#### [WORK INSTRUCTION]
How many lines of the records hold the string "dark"? Reply with the number alone.
Segment Start: DATA FOR THIS TASK
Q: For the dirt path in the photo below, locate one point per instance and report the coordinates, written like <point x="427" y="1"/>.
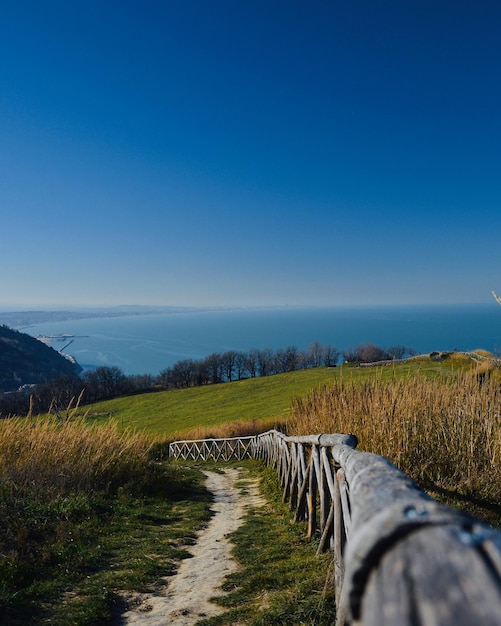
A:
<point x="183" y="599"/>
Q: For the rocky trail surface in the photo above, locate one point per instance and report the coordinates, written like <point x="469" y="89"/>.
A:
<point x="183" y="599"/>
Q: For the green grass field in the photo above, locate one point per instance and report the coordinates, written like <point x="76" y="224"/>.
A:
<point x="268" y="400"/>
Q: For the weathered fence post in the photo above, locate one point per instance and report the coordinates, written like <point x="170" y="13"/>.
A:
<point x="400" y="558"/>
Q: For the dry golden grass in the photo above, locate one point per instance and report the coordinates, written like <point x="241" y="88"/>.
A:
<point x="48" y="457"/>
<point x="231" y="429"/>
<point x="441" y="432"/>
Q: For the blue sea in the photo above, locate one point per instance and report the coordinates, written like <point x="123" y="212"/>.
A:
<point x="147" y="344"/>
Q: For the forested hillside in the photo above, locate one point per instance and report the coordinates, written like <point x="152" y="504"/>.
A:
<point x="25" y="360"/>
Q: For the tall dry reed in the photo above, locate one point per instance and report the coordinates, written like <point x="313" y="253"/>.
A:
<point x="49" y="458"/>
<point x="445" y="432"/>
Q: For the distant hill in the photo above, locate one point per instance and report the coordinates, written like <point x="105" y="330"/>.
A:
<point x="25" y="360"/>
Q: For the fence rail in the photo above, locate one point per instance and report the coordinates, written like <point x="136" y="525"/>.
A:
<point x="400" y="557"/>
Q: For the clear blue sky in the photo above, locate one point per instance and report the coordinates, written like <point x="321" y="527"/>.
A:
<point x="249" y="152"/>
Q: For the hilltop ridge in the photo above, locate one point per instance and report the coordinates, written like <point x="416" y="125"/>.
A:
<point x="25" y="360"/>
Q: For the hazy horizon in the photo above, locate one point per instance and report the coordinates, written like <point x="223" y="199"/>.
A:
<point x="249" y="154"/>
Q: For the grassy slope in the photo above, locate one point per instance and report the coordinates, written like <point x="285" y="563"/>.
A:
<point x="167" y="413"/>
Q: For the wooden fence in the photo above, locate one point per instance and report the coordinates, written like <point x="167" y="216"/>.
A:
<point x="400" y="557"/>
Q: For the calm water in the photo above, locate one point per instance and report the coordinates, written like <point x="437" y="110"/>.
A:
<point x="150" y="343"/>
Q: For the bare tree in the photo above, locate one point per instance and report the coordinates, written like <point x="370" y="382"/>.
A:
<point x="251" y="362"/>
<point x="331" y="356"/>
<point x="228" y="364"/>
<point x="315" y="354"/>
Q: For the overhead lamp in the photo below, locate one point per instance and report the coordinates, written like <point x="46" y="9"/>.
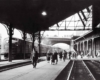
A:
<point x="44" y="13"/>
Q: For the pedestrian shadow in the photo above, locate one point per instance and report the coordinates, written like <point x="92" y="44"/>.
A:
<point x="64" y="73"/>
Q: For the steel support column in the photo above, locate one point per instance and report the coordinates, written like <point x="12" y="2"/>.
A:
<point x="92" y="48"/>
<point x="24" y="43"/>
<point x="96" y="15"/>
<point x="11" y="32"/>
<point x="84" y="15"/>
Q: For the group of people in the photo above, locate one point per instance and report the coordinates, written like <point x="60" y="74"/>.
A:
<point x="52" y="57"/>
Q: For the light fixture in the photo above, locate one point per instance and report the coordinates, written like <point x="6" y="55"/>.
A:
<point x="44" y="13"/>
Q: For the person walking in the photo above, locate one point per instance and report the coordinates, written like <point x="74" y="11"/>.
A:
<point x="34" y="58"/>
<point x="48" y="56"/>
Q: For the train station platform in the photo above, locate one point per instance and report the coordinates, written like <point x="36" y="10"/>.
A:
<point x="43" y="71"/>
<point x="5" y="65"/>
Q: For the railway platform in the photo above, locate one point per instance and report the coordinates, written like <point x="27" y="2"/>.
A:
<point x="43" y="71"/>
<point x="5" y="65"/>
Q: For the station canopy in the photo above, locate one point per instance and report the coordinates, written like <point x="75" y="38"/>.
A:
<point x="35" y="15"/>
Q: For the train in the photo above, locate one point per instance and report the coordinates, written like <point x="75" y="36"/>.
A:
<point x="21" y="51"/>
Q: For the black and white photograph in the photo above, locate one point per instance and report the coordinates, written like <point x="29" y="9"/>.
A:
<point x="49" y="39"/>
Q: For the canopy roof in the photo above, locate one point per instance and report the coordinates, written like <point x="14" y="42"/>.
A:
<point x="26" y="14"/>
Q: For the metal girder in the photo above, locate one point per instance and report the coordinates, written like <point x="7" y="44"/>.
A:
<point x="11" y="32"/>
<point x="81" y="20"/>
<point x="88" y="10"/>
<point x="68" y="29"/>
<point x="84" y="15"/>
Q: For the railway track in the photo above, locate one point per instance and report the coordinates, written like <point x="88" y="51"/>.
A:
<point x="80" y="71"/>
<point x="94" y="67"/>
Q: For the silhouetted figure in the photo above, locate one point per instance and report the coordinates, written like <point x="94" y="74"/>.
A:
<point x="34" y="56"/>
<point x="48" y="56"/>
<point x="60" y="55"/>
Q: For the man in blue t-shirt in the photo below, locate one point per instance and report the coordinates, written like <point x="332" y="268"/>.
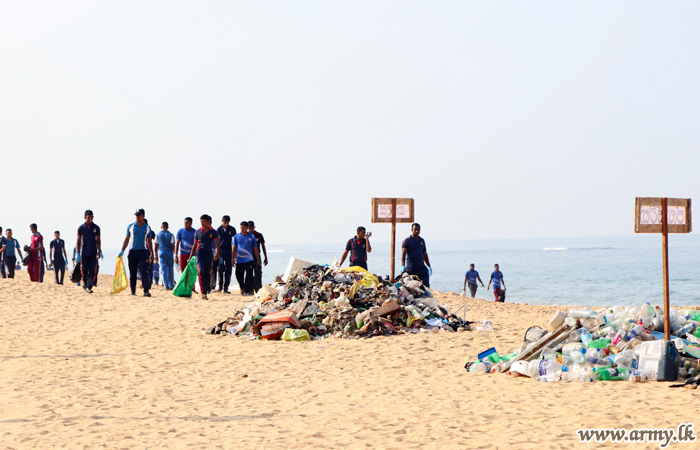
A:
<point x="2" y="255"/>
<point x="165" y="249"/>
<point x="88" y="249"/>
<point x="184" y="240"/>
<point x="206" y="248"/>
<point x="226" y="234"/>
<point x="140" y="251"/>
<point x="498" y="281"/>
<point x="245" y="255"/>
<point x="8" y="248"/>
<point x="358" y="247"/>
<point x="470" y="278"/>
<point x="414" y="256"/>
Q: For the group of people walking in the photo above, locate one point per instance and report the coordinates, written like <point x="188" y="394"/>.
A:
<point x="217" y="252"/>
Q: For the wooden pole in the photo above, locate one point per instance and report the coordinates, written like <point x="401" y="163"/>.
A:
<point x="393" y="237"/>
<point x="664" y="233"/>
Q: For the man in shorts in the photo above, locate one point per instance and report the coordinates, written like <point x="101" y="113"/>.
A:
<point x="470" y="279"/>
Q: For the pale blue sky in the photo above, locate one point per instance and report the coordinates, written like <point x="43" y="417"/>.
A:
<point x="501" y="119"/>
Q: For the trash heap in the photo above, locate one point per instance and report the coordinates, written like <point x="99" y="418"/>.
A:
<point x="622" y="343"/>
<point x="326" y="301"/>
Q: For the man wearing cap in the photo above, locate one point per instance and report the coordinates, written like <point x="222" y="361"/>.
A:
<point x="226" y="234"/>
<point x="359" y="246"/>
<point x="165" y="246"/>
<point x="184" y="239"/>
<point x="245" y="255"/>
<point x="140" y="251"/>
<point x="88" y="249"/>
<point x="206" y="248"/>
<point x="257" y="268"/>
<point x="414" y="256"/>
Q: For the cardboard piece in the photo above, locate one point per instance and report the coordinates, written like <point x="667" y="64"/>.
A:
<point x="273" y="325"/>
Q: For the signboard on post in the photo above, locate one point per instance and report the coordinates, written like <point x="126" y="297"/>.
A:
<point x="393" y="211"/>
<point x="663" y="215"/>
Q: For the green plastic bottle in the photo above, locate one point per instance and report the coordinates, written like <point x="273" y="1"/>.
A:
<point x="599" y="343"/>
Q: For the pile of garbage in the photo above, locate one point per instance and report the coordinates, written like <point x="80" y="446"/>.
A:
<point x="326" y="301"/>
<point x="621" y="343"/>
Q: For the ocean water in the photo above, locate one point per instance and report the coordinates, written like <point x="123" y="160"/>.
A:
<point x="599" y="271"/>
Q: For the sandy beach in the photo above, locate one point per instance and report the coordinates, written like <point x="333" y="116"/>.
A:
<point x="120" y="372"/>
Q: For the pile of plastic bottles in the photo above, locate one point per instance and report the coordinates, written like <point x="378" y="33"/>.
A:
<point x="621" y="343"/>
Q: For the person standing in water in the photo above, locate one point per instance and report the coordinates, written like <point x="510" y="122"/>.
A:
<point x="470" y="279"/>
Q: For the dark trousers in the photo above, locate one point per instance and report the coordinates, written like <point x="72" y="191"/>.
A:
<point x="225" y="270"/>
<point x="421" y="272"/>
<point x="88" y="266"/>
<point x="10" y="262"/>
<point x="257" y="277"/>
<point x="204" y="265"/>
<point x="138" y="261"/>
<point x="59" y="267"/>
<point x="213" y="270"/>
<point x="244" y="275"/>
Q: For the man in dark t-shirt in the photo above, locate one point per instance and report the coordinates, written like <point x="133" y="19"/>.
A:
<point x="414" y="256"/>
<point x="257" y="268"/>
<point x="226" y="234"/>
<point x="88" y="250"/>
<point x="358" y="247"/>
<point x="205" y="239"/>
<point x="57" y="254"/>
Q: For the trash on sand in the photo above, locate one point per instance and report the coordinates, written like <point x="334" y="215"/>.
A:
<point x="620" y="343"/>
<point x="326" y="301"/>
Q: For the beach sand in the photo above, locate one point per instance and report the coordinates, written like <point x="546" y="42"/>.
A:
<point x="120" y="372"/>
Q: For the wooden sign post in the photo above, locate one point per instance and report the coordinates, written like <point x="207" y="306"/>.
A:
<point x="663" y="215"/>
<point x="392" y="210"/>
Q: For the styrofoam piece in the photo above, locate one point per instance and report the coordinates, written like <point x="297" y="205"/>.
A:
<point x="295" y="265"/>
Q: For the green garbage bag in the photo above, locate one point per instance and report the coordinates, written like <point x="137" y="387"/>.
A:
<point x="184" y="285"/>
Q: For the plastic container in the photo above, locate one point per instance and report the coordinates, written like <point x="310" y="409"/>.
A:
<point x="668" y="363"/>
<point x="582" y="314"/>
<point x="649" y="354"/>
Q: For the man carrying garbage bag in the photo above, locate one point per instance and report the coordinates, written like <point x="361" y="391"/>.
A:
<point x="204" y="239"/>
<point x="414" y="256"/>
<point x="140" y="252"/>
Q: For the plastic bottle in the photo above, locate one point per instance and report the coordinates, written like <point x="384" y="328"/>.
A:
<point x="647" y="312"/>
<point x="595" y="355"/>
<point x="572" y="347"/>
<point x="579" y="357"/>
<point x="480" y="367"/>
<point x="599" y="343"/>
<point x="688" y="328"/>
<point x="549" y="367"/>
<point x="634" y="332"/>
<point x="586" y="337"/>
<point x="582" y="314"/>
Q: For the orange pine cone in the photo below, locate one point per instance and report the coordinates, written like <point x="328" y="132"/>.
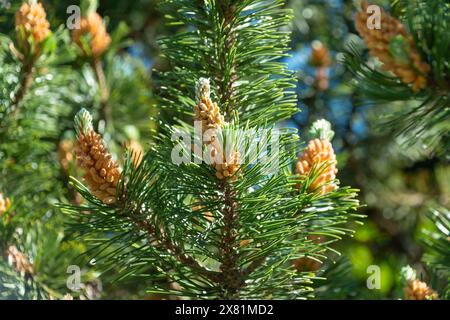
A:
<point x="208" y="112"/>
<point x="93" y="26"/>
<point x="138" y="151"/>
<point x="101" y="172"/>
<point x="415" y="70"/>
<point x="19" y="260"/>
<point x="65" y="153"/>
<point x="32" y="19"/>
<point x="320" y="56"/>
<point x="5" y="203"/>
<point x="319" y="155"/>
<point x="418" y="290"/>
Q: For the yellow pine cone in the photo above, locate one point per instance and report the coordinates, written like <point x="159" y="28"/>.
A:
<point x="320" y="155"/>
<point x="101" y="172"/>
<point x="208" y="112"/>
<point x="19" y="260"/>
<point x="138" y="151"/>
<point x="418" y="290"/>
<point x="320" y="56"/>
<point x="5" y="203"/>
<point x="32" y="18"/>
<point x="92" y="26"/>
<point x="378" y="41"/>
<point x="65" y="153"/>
Segment End: DATA FOR THIS TASK
#### [ANSWER TO THIS TASK]
2